§ Texto de la página
+++
Y si al principio aludía a que esta sintomatología parecía tener como punto en común que es desde nuestro interior como mejor podemos afrontarla, del cotilleo sobre lo escuchado y visto en mi viaje mañanero también se extrae un elemento común: son los otros los que tienen la culpa de nuestro estado y, por lo tanto, los únicos que tienen que cambiar para que podamos salvarnos. Así que ahora toca enfundarse la camiseta de víctima y mendigar que alguien nos dé la razón ante tanta injusticia sobre nosotros.

Se hace evidente la contradicción entre lo que plantean los sesudos manuales de autoayuda y la realidad que percibimos los ciudadanos camino de nuestra rutina, lo que visto con frialdad raya en la tragedia. Los primeros nos conminan a reflexionar sobre nosotros mismos y nosotros cargamos las tintas sobre quienes no saben acompañarnos como merecemos, necesitamos, o queremos. Menudo panorama para solventar tamaño problema.

Llegados a este punto, que bien podría ser y final, me surge el plantear una vía para intentar solventar la dicotomía, quizás por mi manía, la reconozco, de pensar que las cosas, las situaciones y sobre todo las personas no son maniqueas, no todo es blanco o negro, así como mi resistencia tanto a la autoflagelación como a la autocompasión, formas que presiento como las dos caras de la misma moneda: justificarnos el no hacer nada.
+++
§ Material extraído

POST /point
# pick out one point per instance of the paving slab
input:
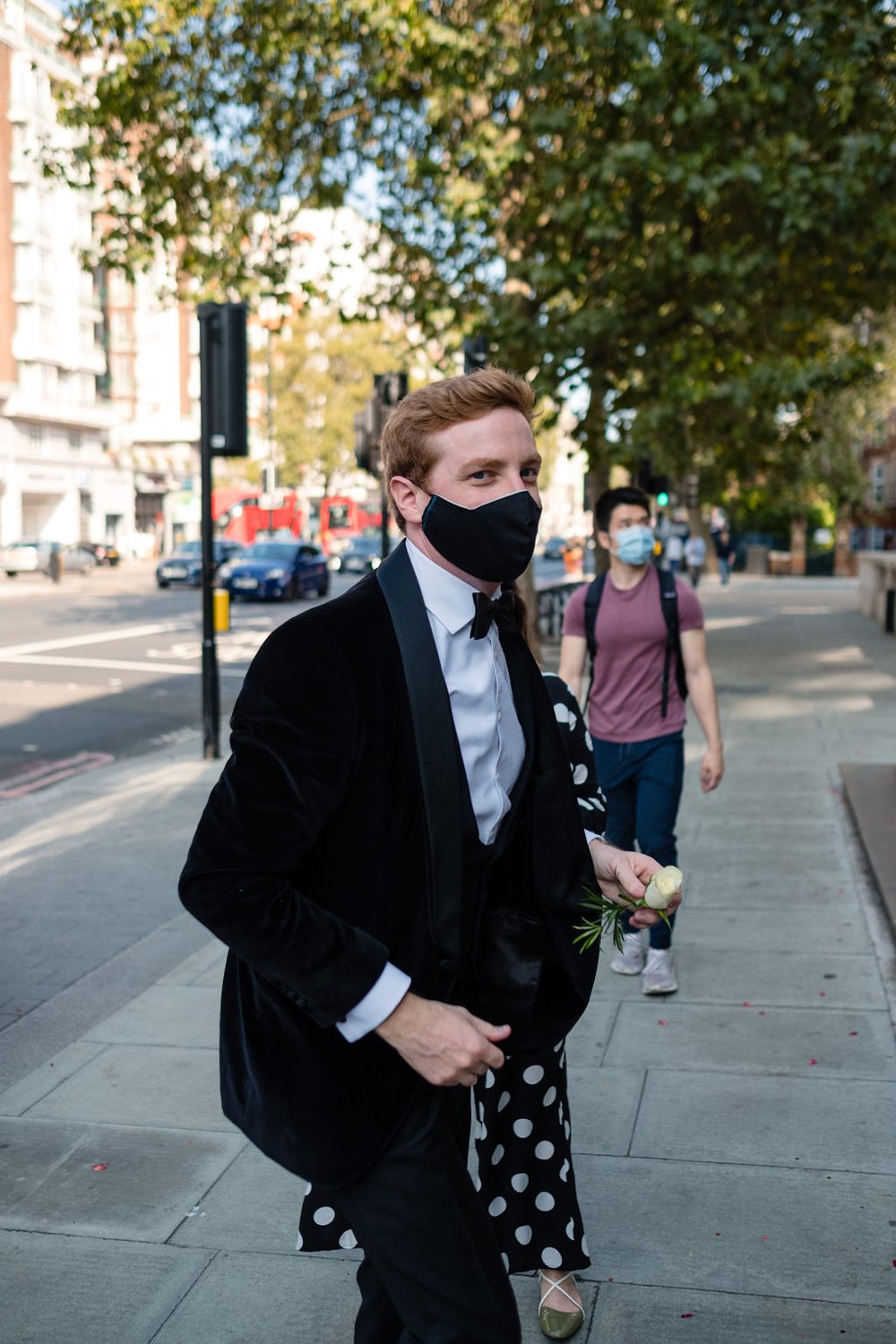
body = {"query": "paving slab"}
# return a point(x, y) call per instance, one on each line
point(88, 1290)
point(668, 1034)
point(729, 925)
point(627, 1314)
point(727, 1228)
point(603, 1104)
point(254, 1206)
point(204, 968)
point(99, 1180)
point(164, 1015)
point(782, 1121)
point(797, 978)
point(142, 1085)
point(298, 1298)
+++
§ Descripción de la tarea
Reproduzca el fragmento del texto de la página que empieza en "Se hace evidente" y llega hasta "no hacer nada.", modificándolo solo en un punto: sustituya "manuales" por "libros". Para resolver, utilice exclusivamente el texto de la página.

§ Solución del ejercicio
Se hace evidente la contradicción entre lo que plantean los sesudos libros de autoayuda y la realidad que percibimos los ciudadanos camino de nuestra rutina, lo que visto con frialdad raya en la tragedia. Los primeros nos conminan a reflexionar sobre nosotros mismos y nosotros cargamos las tintas sobre quienes no saben acompañarnos como merecemos, necesitamos, o queremos. Menudo panorama para solventar tamaño problema.

Llegados a este punto, que bien podría ser y final, me surge el plantear una vía para intentar solventar la dicotomía, quizás por mi manía, la reconozco, de pensar que las cosas, las situaciones y sobre todo las personas no son maniqueas, no todo es blanco o negro, así como mi resistencia tanto a la autoflagelación como a la autocompasión, formas que presiento como las dos caras de la misma moneda: justificarnos el no hacer nada.